**Objetivo a**
Transcreva, do texto sobre a construção do Mutirão, tudo desde "A Construção de" até "conhece como Gesteira.".

**Texto apresentado**
------------------------------------------------

A Construção de Mutirão

Foto: José Cruz/Agência Brasil

Em um processo de deslocamento compulsório decorrente da enchente de 1979, a partir da doação de um terreno por um fazendeiro da região, se deu a formação do novo núcleo de ocupação na parte alta da comunidade, na zona hoje chamada Mutirão, cujo nome remete ao processo de construção das casas. Por meio de materiais cedidos pelo governo, da autoconstrução e do trabalho coletivo e comunitário, Mutirão foi construído em um ano, e ao lado de Gesteira Velho, passou a compor e a formar esta comunidade que genericamente se conhece como Gesteira.

Ponte que liga Gesteira Velho a Mutirão
Foto: José Cruz/Agência Brasil

“Nós viemos para cá, mas nós não desprezávamos lá não. Aliás, um monte de gente fez casa lá outra vez pra morar com as famílias, mas nós íamos para lá toda noite, de dia também... festa, missa... é tudo lá. Era, até que essa barragem acabou com ela.”

Gesteira Velho

“Você ia ficar boba de ver tanto menino vindo de Gesteira, indo e vindo todo dia, de manhã e à tarde. Mas muita criança. Hoje pode contar... os meninos estão estudando lá no Taboão.”

“A escola (...) era outra. Era ali perto mesmo, mas era outra. É era uma sala só. Era uma casa assim, um salão grande, antigo de madeira, mas com uma sala só. Em 79 levou tudo embora. Levou embora essa antiga onde a gente estudava. Aí construiu uma nova.”

------------------------------------------------

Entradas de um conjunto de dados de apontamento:
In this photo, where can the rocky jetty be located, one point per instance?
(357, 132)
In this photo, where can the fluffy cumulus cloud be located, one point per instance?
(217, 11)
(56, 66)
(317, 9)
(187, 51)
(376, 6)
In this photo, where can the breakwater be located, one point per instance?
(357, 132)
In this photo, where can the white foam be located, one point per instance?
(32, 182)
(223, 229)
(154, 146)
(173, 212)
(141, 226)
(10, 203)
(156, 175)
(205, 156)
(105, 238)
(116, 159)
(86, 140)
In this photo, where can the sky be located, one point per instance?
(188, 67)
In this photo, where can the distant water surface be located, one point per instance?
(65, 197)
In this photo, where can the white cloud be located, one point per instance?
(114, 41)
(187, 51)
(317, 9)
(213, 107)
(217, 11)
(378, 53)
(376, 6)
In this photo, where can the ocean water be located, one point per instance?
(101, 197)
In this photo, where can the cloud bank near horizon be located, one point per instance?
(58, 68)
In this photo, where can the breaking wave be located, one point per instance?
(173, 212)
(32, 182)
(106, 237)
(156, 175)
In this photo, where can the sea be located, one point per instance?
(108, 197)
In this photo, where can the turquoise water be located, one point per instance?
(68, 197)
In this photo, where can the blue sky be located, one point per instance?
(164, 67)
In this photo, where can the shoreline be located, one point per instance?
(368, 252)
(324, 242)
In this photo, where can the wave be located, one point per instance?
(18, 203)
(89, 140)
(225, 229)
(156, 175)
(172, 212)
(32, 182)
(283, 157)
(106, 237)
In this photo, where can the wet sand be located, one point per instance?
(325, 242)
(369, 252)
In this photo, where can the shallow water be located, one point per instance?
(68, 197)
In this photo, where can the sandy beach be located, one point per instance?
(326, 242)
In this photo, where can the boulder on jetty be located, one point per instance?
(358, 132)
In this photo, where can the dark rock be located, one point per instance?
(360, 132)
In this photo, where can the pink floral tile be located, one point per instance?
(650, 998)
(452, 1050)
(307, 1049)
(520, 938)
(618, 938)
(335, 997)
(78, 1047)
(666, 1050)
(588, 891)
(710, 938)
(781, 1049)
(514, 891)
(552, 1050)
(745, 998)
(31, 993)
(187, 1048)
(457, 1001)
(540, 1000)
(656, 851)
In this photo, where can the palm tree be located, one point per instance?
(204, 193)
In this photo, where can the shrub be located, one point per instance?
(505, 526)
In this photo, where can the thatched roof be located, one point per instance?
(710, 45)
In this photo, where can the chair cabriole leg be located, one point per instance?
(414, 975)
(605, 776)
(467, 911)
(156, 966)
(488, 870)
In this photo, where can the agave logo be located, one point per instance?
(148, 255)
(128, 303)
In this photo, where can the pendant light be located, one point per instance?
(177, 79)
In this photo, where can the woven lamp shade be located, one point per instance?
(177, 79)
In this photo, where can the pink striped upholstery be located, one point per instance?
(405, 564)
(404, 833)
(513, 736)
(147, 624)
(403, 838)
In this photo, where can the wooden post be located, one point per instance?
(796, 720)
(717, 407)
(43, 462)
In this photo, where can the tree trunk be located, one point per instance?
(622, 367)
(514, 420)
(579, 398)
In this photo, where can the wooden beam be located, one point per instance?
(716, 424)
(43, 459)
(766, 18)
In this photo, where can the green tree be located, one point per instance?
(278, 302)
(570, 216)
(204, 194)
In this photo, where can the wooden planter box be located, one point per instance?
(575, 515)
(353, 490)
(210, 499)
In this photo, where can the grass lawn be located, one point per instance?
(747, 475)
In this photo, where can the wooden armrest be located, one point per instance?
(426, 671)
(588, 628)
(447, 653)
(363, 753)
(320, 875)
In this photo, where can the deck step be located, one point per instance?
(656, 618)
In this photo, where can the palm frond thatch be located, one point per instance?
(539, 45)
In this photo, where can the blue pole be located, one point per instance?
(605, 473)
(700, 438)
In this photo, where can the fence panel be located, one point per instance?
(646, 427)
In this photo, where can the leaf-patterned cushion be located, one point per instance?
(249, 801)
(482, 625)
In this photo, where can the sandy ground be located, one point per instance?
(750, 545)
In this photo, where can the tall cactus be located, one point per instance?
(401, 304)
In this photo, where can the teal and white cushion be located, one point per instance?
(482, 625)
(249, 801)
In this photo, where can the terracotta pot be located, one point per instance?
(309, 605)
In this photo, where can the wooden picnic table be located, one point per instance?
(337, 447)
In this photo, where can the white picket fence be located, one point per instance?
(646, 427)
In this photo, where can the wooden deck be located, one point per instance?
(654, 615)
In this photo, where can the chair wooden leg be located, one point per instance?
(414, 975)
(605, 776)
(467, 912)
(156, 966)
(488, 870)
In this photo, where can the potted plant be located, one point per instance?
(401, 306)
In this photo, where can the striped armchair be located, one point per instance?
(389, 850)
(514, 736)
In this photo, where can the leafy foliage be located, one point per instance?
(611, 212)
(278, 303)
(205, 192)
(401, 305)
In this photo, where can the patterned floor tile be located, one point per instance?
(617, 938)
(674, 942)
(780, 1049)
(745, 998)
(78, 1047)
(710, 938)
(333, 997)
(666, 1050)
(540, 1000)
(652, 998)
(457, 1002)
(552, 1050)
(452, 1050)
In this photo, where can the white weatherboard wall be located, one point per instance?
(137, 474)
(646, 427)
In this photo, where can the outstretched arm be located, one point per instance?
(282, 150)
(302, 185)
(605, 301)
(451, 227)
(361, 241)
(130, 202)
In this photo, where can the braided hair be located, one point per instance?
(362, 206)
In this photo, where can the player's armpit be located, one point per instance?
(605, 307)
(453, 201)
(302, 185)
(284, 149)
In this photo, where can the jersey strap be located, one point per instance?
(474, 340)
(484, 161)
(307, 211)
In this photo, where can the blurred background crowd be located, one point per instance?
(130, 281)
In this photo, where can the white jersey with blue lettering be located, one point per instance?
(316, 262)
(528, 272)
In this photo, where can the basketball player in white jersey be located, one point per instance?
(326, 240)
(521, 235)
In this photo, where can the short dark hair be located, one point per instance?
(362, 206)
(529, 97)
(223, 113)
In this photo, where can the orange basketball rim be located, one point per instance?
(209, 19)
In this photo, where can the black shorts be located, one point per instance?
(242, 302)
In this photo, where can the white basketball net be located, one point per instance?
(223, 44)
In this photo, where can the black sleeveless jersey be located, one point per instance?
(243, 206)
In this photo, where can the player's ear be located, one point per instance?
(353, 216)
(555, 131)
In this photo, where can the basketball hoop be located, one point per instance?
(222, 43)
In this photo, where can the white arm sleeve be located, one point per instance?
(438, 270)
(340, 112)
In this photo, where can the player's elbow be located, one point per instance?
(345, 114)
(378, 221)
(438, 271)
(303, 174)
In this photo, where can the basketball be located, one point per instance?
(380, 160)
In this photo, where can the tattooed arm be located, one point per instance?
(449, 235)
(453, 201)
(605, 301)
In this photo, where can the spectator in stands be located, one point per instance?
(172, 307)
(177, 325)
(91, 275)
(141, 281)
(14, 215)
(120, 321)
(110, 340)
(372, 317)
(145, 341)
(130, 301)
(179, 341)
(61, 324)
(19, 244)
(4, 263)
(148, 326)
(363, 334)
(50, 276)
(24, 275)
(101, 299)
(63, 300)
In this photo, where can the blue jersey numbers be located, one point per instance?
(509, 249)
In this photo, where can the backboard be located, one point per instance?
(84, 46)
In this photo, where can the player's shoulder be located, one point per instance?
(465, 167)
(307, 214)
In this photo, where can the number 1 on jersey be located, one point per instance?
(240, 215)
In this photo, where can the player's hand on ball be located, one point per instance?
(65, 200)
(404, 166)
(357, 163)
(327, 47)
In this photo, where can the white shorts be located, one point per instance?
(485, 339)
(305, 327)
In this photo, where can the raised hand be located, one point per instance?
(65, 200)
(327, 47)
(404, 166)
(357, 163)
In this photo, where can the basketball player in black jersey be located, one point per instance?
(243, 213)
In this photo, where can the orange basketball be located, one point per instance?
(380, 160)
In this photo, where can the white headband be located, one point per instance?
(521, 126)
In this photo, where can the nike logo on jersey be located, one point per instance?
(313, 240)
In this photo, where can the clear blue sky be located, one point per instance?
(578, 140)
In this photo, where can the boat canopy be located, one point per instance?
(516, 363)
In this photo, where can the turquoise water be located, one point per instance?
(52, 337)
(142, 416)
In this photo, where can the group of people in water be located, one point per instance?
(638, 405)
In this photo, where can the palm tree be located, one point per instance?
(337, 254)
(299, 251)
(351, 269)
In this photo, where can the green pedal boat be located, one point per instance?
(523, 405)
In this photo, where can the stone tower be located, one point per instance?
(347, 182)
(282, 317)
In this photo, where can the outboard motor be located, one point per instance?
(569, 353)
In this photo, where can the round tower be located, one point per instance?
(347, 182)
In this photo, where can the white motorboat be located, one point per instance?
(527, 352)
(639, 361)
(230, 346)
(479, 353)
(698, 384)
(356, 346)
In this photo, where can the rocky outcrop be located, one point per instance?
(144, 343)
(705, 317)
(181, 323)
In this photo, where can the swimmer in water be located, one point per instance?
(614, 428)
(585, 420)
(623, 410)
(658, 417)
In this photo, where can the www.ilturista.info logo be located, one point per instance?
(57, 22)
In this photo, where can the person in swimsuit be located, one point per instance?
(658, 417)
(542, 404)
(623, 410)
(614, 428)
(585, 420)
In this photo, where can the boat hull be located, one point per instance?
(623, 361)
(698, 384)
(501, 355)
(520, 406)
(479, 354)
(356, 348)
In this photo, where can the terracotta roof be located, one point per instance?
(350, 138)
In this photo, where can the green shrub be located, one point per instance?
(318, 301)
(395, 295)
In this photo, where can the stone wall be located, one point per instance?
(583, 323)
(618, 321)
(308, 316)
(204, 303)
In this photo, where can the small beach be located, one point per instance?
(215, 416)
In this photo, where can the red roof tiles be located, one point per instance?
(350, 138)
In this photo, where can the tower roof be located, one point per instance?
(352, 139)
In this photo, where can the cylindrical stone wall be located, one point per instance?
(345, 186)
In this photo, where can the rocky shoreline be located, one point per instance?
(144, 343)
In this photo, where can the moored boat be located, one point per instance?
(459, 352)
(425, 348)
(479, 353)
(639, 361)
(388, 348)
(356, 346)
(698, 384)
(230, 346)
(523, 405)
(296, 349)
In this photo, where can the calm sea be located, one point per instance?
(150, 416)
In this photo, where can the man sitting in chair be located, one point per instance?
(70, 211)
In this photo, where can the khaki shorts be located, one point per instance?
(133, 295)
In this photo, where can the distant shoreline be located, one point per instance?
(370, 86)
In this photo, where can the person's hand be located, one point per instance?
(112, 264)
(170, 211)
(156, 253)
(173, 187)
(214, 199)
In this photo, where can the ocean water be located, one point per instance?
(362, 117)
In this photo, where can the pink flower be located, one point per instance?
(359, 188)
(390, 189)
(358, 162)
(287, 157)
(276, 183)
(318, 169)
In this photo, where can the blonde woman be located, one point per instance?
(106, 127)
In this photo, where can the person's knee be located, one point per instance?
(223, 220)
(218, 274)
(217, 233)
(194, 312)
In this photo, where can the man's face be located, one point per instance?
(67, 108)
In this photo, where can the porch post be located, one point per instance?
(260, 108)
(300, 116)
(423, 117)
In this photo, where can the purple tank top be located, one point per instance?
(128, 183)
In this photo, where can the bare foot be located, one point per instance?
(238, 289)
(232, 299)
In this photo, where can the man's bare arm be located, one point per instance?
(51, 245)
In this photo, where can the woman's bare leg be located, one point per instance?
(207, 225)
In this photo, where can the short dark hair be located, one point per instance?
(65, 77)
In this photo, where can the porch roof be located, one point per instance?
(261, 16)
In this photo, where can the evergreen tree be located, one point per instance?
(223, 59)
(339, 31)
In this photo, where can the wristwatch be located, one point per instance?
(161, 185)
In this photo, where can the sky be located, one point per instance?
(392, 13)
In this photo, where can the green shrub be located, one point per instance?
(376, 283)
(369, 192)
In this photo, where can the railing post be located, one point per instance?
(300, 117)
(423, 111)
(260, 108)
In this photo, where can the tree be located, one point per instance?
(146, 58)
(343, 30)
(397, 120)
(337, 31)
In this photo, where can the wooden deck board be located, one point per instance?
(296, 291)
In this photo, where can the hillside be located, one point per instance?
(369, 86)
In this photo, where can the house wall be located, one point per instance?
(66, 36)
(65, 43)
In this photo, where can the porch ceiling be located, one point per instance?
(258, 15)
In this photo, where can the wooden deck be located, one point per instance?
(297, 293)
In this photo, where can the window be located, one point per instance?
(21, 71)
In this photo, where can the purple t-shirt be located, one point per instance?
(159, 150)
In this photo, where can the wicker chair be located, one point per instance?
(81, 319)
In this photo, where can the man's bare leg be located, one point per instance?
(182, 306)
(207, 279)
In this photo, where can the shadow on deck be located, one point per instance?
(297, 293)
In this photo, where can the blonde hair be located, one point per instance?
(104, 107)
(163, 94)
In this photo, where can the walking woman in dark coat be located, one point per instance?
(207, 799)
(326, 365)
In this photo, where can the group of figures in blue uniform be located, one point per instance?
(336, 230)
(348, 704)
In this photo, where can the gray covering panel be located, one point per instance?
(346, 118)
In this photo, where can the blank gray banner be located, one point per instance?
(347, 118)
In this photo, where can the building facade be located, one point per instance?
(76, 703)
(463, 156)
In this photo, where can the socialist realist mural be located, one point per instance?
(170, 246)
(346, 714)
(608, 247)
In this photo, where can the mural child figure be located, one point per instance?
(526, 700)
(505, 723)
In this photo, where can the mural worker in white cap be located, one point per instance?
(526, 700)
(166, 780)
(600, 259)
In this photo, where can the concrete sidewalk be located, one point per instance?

------------------------------------------------

**Objetivo b**
Extraia dos registros acima todas as linhas que contêm a palavra "wooden", diferenciando maiúsculas de minúsculas.

**Resposta completa a**
A Construção de Mutirão

Foto: José Cruz/Agência Brasil

Em um processo de deslocamento compulsório decorrente da enchente de 1979, a partir da doação de um terreno por um fazendeiro da região, se deu a formação do novo núcleo de ocupação na parte alta da comunidade, na zona hoje chamada Mutirão, cujo nome remete ao processo de construção das casas. Por meio de materiais cedidos pelo governo, da autoconstrução e do trabalho coletivo e comunitário, Mutirão foi construído em um ano, e ao lado de Gesteira Velho, passou a compor e a formar esta comunidade que genericamente se conhece como Gesteira.

**Resposta completa b**
In this photo, where can the wooden post be located, one point per instance?
In this photo, where can the wooden beam be located, one point per instance?
In this photo, where can the wooden planter box be located, one point per instance?
In this photo, where can the wooden armrest be located, one point per instance?
In this photo, where can the wooden picnic table be located, one point per instance?
In this photo, where can the wooden deck be located, one point per instance?
In this photo, where can the chair wooden leg be located, one point per instance?
In this photo, where can the wooden deck board be located, one point per instance?
In this photo, where can the wooden deck be located, one point per instance?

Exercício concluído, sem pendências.